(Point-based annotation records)
* * * * * * *

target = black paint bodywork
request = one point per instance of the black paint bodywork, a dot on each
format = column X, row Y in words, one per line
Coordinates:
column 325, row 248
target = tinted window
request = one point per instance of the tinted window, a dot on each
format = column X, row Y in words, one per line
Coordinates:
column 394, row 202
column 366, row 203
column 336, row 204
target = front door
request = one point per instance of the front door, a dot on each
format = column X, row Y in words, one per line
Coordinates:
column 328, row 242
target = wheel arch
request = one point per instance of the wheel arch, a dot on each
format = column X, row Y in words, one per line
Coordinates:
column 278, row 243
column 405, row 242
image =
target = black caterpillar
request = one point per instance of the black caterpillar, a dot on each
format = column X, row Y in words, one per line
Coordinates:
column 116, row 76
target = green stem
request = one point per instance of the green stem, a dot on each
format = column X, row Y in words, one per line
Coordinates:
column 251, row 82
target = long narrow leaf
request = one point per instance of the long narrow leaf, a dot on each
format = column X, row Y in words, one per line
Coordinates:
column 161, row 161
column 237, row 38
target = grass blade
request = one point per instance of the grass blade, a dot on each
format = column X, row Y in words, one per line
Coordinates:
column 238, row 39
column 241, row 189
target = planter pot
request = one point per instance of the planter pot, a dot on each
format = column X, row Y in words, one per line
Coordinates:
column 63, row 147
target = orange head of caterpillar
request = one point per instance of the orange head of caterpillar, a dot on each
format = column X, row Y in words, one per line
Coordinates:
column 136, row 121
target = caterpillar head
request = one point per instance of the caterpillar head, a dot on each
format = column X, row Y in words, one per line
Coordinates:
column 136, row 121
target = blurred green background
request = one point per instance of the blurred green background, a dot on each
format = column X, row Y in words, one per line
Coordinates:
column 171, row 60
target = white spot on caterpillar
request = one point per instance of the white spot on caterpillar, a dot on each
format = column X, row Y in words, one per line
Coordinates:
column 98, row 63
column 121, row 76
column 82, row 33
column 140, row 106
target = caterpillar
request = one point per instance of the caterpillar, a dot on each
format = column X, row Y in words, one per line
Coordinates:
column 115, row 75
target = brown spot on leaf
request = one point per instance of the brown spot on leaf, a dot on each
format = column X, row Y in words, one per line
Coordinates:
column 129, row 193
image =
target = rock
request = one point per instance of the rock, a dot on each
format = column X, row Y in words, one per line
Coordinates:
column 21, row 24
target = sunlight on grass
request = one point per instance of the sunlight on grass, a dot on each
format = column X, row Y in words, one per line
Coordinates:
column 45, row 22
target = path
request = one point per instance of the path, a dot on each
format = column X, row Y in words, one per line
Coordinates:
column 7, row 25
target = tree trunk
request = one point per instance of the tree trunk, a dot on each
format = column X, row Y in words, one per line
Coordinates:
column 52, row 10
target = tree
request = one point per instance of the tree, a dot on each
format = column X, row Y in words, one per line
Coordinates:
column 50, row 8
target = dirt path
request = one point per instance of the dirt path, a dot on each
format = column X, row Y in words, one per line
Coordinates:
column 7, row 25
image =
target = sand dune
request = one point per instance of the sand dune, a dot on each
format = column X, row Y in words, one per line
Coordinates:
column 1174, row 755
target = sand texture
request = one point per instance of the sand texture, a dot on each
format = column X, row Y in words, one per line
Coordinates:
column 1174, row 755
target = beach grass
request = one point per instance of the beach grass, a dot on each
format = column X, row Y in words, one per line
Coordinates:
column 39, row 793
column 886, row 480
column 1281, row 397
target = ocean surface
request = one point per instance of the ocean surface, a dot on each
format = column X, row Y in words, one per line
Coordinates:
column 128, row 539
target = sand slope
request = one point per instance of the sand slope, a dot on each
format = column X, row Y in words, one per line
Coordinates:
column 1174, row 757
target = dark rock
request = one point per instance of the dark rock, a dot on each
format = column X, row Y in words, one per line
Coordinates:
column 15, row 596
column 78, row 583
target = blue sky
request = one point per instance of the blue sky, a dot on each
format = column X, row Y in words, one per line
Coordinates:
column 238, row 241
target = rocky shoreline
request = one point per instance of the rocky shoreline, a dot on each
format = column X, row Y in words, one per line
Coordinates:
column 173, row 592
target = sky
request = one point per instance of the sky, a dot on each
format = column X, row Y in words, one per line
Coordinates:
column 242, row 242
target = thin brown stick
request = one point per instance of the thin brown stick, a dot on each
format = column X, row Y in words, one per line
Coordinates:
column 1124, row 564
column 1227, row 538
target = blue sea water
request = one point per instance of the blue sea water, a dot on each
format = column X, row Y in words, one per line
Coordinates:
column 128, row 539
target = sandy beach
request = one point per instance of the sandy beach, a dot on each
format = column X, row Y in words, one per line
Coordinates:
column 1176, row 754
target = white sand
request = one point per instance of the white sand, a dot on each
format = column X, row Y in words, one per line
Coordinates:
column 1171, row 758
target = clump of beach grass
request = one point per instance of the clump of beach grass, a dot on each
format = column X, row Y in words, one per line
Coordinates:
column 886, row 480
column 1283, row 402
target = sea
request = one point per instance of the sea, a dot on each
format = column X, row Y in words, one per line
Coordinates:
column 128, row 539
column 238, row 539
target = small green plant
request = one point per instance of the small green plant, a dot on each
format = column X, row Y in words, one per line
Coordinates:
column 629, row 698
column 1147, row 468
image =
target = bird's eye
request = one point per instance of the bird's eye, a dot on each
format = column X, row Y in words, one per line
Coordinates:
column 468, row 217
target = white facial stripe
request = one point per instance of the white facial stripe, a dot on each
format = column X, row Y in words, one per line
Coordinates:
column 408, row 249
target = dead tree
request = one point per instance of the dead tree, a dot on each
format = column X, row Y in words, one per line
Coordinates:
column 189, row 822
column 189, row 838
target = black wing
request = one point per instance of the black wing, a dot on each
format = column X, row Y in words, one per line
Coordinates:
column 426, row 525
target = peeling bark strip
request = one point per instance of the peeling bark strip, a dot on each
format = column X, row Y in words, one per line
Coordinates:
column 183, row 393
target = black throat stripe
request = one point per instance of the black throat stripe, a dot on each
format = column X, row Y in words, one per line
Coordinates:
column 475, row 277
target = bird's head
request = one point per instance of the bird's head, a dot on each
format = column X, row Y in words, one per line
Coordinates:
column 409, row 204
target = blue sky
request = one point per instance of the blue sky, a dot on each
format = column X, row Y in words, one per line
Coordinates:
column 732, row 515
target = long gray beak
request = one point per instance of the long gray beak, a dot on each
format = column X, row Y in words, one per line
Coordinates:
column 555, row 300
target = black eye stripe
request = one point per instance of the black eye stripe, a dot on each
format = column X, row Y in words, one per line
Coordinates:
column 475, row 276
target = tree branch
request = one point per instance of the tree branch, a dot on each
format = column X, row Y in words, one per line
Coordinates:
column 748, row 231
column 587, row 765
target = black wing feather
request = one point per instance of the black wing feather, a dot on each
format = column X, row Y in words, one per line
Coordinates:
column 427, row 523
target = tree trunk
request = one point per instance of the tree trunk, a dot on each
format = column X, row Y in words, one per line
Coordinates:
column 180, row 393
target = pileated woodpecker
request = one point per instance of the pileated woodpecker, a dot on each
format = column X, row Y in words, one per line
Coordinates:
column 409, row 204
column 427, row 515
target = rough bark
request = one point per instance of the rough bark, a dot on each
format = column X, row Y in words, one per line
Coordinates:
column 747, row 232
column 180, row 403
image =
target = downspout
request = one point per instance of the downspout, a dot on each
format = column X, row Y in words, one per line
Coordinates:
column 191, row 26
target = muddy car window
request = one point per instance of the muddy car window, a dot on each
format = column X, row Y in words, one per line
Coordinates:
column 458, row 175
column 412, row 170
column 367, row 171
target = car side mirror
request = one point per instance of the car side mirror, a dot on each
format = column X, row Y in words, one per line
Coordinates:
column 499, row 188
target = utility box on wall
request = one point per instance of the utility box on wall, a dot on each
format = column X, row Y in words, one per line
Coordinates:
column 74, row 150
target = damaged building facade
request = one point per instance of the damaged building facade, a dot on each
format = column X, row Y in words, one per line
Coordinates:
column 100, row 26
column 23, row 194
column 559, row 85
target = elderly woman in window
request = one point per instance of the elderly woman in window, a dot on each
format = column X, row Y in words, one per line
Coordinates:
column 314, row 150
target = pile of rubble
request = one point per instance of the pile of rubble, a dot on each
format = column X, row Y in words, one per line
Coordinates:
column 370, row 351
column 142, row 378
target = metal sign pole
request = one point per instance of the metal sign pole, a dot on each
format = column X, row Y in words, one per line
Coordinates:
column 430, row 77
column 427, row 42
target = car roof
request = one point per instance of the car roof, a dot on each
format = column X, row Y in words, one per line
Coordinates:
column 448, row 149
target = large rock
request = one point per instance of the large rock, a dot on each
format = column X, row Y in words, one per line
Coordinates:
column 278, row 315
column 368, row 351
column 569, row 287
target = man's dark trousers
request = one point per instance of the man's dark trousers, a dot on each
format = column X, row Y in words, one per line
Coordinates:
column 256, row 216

* * * * * * *

**SET TASK**. Rewrite the material starting at its first line and ending at the line containing "column 405, row 242", with "tinted window" changed to "side window" and everything else left as it is.

**SOLUTION FOR THIS EXERCISE**.
target = black paint bodywork
request = one point per instance of the black paint bodywork, a dot on each
format = column X, row Y in words, one per line
Coordinates:
column 325, row 248
target = side window
request = one point per instance of the side window, a dot on each
format = column X, row Y in words, one per line
Coordinates:
column 394, row 202
column 366, row 203
column 336, row 204
target = front door
request = one point per instance of the front door, a dot on each
format = column X, row Y in words, one per line
Coordinates:
column 328, row 242
target = wheel arch
request = one point per instance of the wheel arch, a dot on each
format = column X, row Y in words, one per line
Coordinates:
column 278, row 243
column 405, row 242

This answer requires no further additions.